Your objective =>
Copy the text about Maritime heritage sites starting at "The National Historic" and ending at "for four decades.", but substitute "forty years" for "four decades".

Text segment =>
***
The National Historic Site in Baddeck is a serious museum, thoughtfully designed across multiple floors with original artefacts, working models, and extensive archival material. Bell’s experiments with tetrahedral kites and early aircraft design (his team achieved the first powered flight in Canada in 1909) are covered in detail, alongside his work on hydrofoil boats and his lesser-known contributions to the study of heredity. The lake visible through the museum’s windows is the same one Bell looked out on for four decades.

It is the combination of the man, the ideas, and the landscape that makes this site unusual. Bell didn’t retreat to Cape Breton to retire. He came to think, and the place gave him room to do it.

9. Visit Millbrook Cultural & Heritage Centre, Nova Scotia

“Visit Millbrook Cultural & Heritage center in Nova Scotia to experience the living history and culture of the Mi’kmaq people. It is a place that reminds visitors that the true story of a region is found in its people, traditions, and voice.”

The Mi’kmaq people have inhabited the Maritime region for at least 10,000 years, long before European contact, long before the Confederation of Canada, long before any of the other sites on this list existed. Millbrook Cultural & Heritage Centre, located in the Millbrook First Nation community near Truro, Nova Scotia, is the place to begin understanding that history.

The center’s permanent collection covers Mi’kmaq history, language, material culture, and oral tradition through exhibits that have been developed in close consultation with the community. This is not heritage at a distance: the center is operated by the Millbrook First Nation, and the knowledge it shares is living knowledge; practices and traditions that continue today, not artefacts of a vanished world.

A visit here changes the frame through which you see the rest of the Maritimes. The coastline, the tides, the forests…all of it has a human history that runs far deeper than the colonial one, and Millbrook is where that story is told with authority and care.
***
Provided data =>

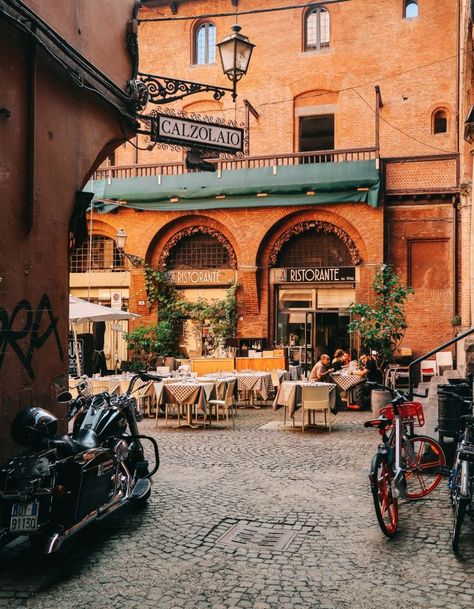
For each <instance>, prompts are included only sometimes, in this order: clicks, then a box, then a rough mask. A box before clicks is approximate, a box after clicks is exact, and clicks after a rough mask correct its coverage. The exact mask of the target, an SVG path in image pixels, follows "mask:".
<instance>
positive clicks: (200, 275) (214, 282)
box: [167, 269, 235, 286]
***
Exercise response =>
The National Historic Site in Baddeck is a serious museum, thoughtfully designed across multiple floors with original artefacts, working models, and extensive archival material. Bell’s experiments with tetrahedral kites and early aircraft design (his team achieved the first powered flight in Canada in 1909) are covered in detail, alongside his work on hydrofoil boats and his lesser-known contributions to the study of heredity. The lake visible through the museum’s windows is the same one Bell looked out on for forty years.